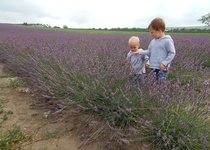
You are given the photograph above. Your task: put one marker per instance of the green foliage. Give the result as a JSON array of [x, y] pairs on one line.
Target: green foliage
[[205, 19], [11, 138], [176, 127], [206, 63]]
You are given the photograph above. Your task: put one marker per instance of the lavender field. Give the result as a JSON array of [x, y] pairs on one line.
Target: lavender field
[[90, 71]]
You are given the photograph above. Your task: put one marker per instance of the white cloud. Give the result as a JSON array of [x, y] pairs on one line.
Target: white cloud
[[103, 14]]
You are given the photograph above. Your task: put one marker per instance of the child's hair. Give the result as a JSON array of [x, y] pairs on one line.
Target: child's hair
[[157, 24], [134, 40]]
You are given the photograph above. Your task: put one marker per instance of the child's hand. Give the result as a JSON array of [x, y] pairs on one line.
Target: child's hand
[[162, 66], [135, 52]]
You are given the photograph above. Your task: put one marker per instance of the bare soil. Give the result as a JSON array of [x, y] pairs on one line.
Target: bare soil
[[55, 132]]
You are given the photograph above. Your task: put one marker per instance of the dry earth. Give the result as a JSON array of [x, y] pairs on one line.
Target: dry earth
[[29, 115], [47, 132]]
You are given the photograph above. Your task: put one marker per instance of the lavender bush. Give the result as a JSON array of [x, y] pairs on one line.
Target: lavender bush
[[90, 70]]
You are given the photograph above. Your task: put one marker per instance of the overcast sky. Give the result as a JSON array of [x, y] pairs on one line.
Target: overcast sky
[[103, 13]]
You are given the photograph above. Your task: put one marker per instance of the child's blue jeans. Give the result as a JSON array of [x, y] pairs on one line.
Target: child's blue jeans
[[160, 74]]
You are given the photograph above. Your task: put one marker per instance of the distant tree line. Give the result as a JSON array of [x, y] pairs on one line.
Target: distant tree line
[[205, 19]]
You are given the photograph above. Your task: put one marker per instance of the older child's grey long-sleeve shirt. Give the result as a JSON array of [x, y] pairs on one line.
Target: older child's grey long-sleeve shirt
[[160, 50]]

*The problem*. In the entries above, find the line with "Target: distant tree line" and the line with "of the older", then restate word for word both of them and every line between, with nothing more.

*Result*.
Target: distant tree line
[[205, 19]]
You are given the photograph above. Your task: put one marker per instance of the older child's grey long-sleeve shirt. Give the result as a JSON array of [x, y] pairs on one line.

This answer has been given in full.